▸ **YOUR TASKS**:
a. In the excerpt on constituent quark dissociation, what mass is given for the constituent u-quark?
b. List every symbol that the excerpt on constituent quark dissociation explains in words, together with the meaning it gives for each.
c. Resume the excerpt on constituent quark dissociation, starting right after its final sentence.

##### SELECTED EXCERPT

For example, the values can be choosed as
\begin{equation}
\varepsilon_{0} \;\; \sim \;\; m_{u} \;\;\;\;\;\;\;, \;\;\;\;\;\;\; y_{1} \;\; < \;\; 0.01 \;\;\; ,
\end{equation}
where $m_{u} = 0.34 GeV$  is the mass of constituent $u$-quark.
As one can see from eqs.(2)-(6), the probability of dissociation  grows with
energy $xE$ of constituent quark.

The parts $x$ and $x'$ of four-momentum are determined by parton distribution
function for the projectile and target.  If (according to eq.(2)) there is
the process of dissociation of constituent (anti)(di)quark into (anti)(di)quark
and gluon, the gluon part $y$ of four-momentum of constituent quark is
generated by the formula
\begin{equation}
r\;\; = \;\; \int_{y_{min}}^{y} \frac{1+(1-y)^{2}}{y} \;\; dy \;\;\;\;\; /  \;\;\;\;\;\int_{y_{min}}^{1} \frac{1+(1-y)^{2}}{y} \;\; dy \;\;\;\;\; ,
\end{equation}
where $r$ is uniformly distributed random number from the range (0,1).

##########
##### GIVEN DATA

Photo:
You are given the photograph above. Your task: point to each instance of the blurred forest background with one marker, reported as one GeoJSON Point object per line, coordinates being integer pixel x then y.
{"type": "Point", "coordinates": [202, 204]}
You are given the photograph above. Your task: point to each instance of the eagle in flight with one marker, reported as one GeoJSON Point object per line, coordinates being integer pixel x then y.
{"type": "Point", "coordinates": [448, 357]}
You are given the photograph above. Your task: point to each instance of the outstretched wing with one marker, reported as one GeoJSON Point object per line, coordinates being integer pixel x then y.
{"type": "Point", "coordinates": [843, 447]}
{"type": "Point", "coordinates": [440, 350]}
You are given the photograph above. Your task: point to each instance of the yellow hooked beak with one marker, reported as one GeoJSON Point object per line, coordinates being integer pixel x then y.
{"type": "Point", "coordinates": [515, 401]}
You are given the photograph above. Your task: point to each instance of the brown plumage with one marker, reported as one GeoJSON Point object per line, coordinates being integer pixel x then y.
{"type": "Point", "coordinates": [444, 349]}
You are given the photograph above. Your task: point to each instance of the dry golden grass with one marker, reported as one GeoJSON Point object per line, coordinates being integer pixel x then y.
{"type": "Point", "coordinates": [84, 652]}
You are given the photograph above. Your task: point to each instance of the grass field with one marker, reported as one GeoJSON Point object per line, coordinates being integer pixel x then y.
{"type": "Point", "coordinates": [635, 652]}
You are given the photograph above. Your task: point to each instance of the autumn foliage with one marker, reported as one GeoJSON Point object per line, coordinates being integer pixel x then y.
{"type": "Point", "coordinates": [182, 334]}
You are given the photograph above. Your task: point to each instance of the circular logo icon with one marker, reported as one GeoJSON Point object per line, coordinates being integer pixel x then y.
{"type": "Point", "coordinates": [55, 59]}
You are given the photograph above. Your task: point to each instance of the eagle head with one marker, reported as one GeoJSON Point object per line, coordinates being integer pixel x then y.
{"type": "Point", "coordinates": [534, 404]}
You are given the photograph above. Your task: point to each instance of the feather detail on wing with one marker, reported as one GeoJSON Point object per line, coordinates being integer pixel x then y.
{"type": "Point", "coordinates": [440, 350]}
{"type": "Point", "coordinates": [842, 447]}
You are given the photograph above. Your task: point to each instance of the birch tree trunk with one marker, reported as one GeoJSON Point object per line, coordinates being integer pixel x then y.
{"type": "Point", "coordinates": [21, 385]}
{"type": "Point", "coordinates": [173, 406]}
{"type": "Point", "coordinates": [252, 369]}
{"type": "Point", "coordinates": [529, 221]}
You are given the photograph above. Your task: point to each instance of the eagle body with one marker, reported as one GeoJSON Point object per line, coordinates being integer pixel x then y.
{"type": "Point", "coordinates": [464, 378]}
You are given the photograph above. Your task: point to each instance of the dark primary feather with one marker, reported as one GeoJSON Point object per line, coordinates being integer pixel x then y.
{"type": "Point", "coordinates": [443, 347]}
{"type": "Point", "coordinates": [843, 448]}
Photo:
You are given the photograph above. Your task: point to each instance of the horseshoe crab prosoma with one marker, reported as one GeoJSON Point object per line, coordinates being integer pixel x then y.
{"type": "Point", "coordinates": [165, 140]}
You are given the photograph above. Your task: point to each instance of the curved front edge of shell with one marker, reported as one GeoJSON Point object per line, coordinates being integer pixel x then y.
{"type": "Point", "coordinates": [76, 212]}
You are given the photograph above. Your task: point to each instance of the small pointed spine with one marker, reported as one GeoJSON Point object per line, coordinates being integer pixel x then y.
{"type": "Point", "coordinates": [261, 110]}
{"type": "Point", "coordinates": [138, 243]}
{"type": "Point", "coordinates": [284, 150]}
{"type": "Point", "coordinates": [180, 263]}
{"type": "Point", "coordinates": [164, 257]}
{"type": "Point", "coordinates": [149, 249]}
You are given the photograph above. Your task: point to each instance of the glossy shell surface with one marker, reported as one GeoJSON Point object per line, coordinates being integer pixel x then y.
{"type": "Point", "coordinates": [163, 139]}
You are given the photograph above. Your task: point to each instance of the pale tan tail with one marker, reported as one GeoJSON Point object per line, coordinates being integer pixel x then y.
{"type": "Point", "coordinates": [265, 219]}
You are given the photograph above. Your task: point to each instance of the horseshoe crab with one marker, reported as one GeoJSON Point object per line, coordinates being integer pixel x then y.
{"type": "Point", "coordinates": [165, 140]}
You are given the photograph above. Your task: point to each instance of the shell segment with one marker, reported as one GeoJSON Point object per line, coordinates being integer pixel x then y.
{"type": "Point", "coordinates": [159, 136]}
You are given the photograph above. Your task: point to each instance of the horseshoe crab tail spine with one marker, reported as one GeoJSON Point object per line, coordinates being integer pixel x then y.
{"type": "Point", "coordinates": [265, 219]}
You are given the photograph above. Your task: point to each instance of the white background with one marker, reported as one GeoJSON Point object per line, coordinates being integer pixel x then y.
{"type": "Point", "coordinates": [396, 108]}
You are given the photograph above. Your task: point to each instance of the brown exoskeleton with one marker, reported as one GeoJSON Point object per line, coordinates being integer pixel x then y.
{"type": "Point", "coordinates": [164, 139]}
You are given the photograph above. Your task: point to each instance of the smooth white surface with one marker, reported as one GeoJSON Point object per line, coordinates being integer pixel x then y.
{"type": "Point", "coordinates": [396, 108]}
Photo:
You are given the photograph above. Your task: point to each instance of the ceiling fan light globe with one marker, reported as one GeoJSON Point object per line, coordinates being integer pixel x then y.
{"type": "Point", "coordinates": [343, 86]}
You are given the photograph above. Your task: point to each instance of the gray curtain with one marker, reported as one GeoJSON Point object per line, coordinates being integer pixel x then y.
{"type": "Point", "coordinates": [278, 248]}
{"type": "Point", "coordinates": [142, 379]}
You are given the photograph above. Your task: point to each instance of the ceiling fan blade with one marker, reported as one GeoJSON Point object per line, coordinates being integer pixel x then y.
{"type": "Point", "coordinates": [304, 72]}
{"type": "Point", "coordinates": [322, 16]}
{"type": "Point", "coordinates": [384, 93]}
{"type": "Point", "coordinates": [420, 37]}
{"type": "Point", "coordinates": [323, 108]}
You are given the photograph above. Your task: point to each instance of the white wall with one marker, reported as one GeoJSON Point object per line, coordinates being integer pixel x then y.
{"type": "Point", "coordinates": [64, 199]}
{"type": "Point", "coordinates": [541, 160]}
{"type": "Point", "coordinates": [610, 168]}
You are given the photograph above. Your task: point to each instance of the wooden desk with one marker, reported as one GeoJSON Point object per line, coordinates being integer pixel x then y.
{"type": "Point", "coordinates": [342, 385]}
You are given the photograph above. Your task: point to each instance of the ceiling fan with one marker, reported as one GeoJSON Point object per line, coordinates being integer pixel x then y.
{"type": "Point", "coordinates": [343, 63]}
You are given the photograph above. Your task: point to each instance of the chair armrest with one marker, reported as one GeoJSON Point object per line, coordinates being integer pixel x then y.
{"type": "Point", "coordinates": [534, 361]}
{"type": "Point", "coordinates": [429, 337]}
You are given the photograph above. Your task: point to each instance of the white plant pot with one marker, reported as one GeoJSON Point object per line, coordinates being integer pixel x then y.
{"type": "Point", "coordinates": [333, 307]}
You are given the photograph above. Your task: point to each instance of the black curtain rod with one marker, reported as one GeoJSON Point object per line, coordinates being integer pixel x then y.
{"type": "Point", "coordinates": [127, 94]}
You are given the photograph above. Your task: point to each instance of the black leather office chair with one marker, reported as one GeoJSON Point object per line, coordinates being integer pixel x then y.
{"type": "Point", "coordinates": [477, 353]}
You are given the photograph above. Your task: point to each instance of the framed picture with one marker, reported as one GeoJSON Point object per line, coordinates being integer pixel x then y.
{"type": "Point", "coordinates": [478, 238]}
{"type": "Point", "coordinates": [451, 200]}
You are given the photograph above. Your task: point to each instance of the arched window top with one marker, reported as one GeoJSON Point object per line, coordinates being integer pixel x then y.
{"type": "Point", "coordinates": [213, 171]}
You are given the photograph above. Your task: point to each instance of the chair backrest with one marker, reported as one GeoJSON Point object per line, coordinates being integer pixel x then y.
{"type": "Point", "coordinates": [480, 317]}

##########

▸ **SOLVED PROBLEMS**:
a. 0.34 GeV

b.
- m_u: the mass of the constituent u-quark, 0.34 GeV
- xE: the energy of the constituent quark
- x: the part of four-momentum, determined by the parton distribution function for the projectile
- x': the part of four-momentum, determined by the parton distribution function for the target
- y: the gluon part of the four-momentum of the constituent quark
- r: a uniformly distributed random number from the range (0,1)

c.
By analogy with eq.(8) the part $y'$ for gluon from the target can be generated.
In this case, in eq.(4) instead $y_{0}$ the value
$y'_{0} \;\; = \;\; (\varepsilon_{0} / x'E)$ should be calculated.

Let us now to consider an example for the formation of excited parton
$\overline{q'^{*}}$ by interaction
\begin{equation}
g \;\; + \;\; \overline{q'_{c}} \;\; \rightarrow \;\; \overline{q'^{*}}  \;\;\;\;  ,
\end{equation}
i.e. a gluon of target is "absorbed" by antiquark of projectile
at proton-antiproton collision\footnote{It should be marked, the subprocess
$\;q_{c} + \overline{q'_{c}} \rightarrow
 (q+g)+(\overline{q'}+g')\rightarrow
 (q+\overline{q'})+(g+g')\rightarrow
g^{*}_{1} +g^{*}_{2}  \;$ can't be a source to production of
hadron leader.}.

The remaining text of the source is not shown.